* _BRIEF 1_
Decide whether each statement agrees with the coronavirus origin article, answering yes or no and quoting the deciding words: (a) Jon Stewart made his lab-leak claim on a TV show on June 14. (b) RaTG13 has been grown in the laboratory. (c) Dwyer's op-ed was published in The Independent.
* _BRIEF 2_
Write out the coronavirus origin article from "Seeking the origin" down to "on June 16.", without changing a word.

Seeking the origin of the novel coronavirus is not for the sake of reproach, but to guide preparations for the next time around, said Australian medical virologist Dominic Dwyer. /CFP

More scientists have fought back the allegation that SARS-CoV-2, the virus that caused the COVID-19 pandemic, leaked from a lab.

On a TV show on June 14, U.S. comedian and former TV host Jon Stewart claimed the COVID-19 pandemic was started by an accidental lab leak. His remarks were condemned by Dr Peter Hotez, dean of the National School of Tropical Medicine at Baylor College of Medicine and co-director of the Texas Children's Hospital Center for Vaccine Development, as reported by The Independent on June 16.

"Right now, the reality is there is no smoking gun to say that it's of laboratory origin," Hotez told TMZ Live, urging Stewart and others to be more prudent when discussing the potential origin of COVID-19.

"They're putting the entertainment value of this above what's reality," said Hotez. "It causes a lot of damage because a number of scientists who work on coronaviruses including myself feel that we're under attack right now."

In contrast, scientists still believe a natural origin is the most possible way.

"The animal origins pathway of COVID-19 is still the most logical," Dominic Dwyer, an Australian medical virologist in the World Health Organization's COVID-19 origin-tracing joint study with China, said in an op-ed published in The Guardian on Friday.

"Based on nearly all emerging human viruses of the last 50 years (including SARS in 2003 and MERS in 2012), animals are the likely source," said Dwyer. "By virtue of their ecology, bats play a special role, not just with coronaviruses, but with Ebola, Hendra and others."

The virologist refuted the lab leak theories, as before a leak, "the virus must be present in the laboratory already and there would have to be a breakdown of usual regulated laboratory procedures around sample collection and preparation. For further spread, the infected worker must transmit the virus to close contacts and through them to the wider community," all of which have not been currently supported by any clear evidence.

Moreover, RaTG13, a bat virus found by researchers at the Wuhan Institute of Virology that is 96 percent identical to SARS-CoV-2 at the genome level, "is only a genetic sequence and has not been grown in the laboratory."

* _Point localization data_
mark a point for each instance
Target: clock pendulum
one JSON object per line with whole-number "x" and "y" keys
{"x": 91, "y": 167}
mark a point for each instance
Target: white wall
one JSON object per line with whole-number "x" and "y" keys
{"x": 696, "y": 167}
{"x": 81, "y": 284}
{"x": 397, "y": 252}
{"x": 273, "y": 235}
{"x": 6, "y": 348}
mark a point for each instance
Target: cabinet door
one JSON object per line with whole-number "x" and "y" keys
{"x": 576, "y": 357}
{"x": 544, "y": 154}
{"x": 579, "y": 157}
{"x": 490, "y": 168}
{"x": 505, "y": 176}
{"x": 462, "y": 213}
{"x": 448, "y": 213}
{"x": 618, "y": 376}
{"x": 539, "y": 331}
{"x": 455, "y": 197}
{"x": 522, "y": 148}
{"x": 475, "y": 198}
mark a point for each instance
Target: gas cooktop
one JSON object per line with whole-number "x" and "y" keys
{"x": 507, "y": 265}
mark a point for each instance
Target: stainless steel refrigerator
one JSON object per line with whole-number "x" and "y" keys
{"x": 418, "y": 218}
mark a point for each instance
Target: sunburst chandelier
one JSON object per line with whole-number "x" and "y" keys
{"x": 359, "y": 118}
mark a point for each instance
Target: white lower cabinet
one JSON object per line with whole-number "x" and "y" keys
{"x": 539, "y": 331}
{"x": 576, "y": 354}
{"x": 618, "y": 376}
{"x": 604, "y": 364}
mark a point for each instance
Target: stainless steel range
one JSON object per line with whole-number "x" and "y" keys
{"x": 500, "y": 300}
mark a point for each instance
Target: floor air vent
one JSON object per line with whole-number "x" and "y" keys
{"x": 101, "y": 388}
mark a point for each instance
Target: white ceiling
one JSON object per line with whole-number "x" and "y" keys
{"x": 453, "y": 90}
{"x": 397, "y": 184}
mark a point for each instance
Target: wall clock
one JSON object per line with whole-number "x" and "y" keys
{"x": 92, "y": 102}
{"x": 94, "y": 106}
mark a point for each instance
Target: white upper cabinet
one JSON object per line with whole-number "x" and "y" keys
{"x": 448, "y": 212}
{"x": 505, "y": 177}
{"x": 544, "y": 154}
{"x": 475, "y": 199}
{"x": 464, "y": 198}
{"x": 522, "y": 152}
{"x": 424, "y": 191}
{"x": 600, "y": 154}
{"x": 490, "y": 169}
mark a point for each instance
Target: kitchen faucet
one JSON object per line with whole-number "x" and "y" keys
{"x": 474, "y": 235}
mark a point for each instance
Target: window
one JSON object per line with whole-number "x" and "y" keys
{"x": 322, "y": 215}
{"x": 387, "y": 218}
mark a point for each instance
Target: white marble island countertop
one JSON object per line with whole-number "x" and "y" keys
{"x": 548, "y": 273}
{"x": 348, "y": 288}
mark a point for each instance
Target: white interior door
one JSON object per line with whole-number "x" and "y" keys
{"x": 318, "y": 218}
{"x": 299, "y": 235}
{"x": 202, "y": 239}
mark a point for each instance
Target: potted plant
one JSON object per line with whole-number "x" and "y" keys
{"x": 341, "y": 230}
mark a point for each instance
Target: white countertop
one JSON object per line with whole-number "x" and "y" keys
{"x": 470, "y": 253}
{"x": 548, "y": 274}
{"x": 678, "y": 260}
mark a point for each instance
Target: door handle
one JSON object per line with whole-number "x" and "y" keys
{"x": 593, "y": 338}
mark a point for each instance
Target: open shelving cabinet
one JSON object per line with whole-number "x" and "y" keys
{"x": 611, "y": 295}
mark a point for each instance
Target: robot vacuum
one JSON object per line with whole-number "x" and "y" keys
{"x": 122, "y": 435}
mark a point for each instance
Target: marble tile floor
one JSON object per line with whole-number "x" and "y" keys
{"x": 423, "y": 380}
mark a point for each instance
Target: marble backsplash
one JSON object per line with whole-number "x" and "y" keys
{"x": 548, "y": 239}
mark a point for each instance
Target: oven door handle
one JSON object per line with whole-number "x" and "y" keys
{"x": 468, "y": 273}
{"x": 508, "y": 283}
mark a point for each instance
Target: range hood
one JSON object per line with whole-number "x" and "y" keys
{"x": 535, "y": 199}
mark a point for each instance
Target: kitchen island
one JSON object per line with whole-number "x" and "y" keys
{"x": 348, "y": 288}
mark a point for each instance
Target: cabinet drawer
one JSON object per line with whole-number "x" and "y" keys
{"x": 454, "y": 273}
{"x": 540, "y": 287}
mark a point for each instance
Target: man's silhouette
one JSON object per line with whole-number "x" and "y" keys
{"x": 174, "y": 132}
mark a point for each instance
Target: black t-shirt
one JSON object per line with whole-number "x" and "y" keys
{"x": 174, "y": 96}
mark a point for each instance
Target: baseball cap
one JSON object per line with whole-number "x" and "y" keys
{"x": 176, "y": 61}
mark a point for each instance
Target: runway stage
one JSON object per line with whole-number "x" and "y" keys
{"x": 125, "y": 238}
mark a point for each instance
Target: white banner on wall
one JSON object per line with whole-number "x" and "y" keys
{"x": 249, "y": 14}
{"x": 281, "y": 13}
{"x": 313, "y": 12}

* _TASK RESPONSE 1_
(a) Yes: "On a TV show on June 14, U.S. comedian and former TV host Jon Stewart claimed the COVID-19 pandemic was started by an accidental lab leak."
(b) No: "is only a genetic sequence and has not been grown in the laboratory."
(c) No: "said in an op-ed published in The Guardian on Friday."

* _TASK RESPONSE 2_
Seeking the origin of the novel coronavirus is not for the sake of reproach, but to guide preparations for the next time around, said Australian medical virologist Dominic Dwyer. /CFP

More scientists have fought back the allegation that SARS-CoV-2, the virus that caused the COVID-19 pandemic, leaked from a lab.

On a TV show on June 14, U.S. comedian and former TV host Jon Stewart claimed the COVID-19 pandemic was started by an accidental lab leak. His remarks were condemned by Dr Peter Hotez, dean of the National School of Tropical Medicine at Baylor College of Medicine and co-director of the Texas Children's Hospital Center for Vaccine Development, as reported by The Independent on June 16.